- **Quoted text**:
:::

If we are unable to successfully implement our growth strategies or manage our growing business, our future operating results could suffer.
The success of our growth strategies, alone or collectively, will depend on various factors, including the appeal of our product designs, retail presentation to consumers, competitive conditions, and economic conditions. If we are unsuccessful in implementing some or all of our strategies or initiatives, our future operating results could be adversely impacted.
Successful implementation of our strategies will require us to manage our growth. To manage our growth effectively, we will need to continue to increase production while maintaining strict quality control. We also will need to continue to improve and invest in our systems and processes to keep pace with planned increases in demand. We could suffer a decline in sales if our products do not continue to meet our quality control standards or if we are unable to respond adequately to increases in customer demand for our products.
We may not be able to successfully open and operate new stores as planned, which could adversely impact our results of operations.
Our continued growth will depend on our ability to successfully open and operate new stores. We plan to open 14 to 16 new stores over the course of fiscal 2012 and 14 to 20 new stores during each of the following five fiscal years. Our ability to successfully open and operate new stores depends on many factors, including our ability to:
| identify suitable store locations, the availability of which is outside our control; |
| negotiate acceptable lease terms, including desired tenant improvement allowances; |
| hire, train, and retain store personnel and management; |
| assimilate new store personnel and management into our corporate culture; |
| source and manufacture inventory; and |
| successfully integrate new stores into our existing operations and information technology systems. |
The success of new store openings may also be affected by our ability to initiate marketing efforts in advance of opening our first store in a particular region. Additionally, we will encounter pre-operating costs and we may encounter initial losses while new stores commence operations, which could strain our resources and adversely impact our results of operations.

:::

- **Source records**:
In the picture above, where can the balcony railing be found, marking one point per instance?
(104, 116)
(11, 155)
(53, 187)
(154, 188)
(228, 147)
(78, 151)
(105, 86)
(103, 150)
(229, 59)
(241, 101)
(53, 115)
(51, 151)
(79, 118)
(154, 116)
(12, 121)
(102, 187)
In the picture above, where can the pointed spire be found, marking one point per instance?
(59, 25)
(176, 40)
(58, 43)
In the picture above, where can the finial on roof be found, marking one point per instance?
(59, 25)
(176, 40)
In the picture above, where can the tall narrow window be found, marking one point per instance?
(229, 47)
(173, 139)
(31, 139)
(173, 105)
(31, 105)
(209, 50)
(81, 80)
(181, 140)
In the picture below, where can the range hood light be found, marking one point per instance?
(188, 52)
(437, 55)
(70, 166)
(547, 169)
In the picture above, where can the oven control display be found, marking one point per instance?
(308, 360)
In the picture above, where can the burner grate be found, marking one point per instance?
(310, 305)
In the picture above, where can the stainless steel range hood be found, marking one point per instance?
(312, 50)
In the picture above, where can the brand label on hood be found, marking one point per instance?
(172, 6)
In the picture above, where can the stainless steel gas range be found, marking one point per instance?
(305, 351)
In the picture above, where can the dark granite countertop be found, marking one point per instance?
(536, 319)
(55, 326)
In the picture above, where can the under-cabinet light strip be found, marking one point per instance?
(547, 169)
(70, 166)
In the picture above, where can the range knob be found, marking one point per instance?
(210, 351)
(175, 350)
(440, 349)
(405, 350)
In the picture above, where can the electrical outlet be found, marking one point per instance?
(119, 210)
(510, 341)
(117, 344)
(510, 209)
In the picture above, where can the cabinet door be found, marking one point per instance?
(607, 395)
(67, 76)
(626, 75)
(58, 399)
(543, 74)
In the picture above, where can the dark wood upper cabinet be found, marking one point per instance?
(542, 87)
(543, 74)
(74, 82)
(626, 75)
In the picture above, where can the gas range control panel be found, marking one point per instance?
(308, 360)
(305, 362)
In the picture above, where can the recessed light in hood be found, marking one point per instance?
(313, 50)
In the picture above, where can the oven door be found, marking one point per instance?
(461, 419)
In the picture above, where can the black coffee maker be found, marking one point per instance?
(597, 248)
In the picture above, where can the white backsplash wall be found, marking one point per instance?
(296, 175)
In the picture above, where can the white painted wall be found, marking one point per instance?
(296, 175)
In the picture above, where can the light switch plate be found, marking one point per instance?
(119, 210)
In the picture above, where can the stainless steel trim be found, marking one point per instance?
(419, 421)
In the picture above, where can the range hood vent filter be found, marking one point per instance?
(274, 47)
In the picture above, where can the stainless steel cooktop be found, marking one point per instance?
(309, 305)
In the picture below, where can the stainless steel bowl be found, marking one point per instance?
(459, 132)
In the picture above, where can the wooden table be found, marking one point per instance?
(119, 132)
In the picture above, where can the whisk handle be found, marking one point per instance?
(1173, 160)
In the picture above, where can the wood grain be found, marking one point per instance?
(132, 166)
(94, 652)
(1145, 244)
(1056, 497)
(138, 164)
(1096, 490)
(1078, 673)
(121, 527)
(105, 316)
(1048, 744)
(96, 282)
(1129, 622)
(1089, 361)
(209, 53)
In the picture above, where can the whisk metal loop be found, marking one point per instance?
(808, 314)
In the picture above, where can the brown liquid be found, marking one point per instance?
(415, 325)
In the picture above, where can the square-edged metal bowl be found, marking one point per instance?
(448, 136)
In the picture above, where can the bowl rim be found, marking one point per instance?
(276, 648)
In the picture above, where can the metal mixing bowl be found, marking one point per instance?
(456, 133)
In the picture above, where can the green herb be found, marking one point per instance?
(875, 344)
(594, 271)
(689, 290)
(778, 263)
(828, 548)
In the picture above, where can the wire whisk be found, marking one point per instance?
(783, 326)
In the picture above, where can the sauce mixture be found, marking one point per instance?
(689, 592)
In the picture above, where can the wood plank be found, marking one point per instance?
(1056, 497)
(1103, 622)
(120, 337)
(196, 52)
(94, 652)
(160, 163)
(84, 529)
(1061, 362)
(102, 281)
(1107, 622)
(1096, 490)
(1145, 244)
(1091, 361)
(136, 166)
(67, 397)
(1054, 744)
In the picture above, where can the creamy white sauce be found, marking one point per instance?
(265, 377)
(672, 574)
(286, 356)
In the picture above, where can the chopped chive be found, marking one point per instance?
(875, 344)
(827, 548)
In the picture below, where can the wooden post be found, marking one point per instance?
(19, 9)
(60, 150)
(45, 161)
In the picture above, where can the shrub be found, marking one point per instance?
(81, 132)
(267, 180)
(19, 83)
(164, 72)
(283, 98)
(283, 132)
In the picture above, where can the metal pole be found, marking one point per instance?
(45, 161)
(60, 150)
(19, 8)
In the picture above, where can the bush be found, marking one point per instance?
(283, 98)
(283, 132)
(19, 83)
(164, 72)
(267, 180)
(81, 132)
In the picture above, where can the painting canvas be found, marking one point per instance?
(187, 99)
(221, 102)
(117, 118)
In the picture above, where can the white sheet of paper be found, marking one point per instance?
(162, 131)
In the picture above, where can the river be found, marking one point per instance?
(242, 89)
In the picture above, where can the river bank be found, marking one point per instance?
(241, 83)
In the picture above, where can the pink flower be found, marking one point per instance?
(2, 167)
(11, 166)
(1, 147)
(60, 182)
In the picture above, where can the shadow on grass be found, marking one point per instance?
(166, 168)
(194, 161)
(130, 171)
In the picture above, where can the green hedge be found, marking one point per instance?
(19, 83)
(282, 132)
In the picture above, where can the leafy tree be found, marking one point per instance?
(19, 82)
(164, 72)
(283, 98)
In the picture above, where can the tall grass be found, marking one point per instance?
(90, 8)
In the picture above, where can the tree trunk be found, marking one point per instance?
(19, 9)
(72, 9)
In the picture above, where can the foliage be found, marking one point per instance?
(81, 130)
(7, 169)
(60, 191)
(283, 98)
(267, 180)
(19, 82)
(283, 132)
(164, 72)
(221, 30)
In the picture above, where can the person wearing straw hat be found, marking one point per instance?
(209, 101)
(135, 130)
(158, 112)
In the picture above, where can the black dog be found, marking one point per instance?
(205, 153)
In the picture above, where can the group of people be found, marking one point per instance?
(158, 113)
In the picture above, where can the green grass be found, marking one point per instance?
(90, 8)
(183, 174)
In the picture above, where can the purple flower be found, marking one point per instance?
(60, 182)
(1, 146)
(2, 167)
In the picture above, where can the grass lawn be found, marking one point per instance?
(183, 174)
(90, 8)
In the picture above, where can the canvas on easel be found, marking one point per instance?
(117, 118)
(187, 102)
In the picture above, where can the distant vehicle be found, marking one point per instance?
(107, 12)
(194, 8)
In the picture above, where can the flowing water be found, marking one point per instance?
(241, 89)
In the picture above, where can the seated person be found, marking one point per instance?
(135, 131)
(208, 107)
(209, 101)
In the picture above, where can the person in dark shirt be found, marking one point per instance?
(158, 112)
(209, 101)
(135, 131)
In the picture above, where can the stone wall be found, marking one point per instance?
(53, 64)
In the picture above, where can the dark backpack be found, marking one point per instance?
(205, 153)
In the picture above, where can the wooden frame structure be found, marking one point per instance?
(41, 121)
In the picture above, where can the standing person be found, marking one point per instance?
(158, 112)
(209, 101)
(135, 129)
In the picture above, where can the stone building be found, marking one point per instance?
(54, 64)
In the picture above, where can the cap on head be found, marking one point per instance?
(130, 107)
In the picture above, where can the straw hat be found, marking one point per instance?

:::

- **Task objective**:
Answer these questions from the risk factors text:
(a) How many new stores does the company plan to open over the course of fiscal 2012?
(b) What must the company keep increasing while maintaining strict quality control?
(c) What kind of costs will the company encounter with new stores?

- **Exercise response**:
(a) 14 to 16 new stores
(b) Production
(c) Pre-operating costs